# The problem
Please extract every line from the listing below that contains the word "duck". Case counts.

# Extracted data
<<<<
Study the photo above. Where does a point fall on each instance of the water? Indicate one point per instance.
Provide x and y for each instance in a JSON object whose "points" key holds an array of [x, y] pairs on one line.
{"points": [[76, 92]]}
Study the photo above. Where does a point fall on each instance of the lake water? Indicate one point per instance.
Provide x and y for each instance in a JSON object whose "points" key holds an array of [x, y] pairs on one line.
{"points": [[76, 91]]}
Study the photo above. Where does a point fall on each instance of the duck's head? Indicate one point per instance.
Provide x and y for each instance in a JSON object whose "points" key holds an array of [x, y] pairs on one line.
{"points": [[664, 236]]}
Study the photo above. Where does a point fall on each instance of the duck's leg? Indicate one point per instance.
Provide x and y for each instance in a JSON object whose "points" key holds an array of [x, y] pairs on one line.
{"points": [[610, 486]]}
>>>>
<<<<
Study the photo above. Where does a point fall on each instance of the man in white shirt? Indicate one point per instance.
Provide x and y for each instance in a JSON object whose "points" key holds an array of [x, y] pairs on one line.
>>>>
<<<<
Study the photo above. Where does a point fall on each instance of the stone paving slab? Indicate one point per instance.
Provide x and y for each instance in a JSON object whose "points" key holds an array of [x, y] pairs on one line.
>>>>
# Complete response
Study the photo above. Where does a point fall on each instance of the duck's head? Indicate one point per instance.
Study the photo above. Where does a point fall on each instance of the duck's leg? Indicate one point per instance.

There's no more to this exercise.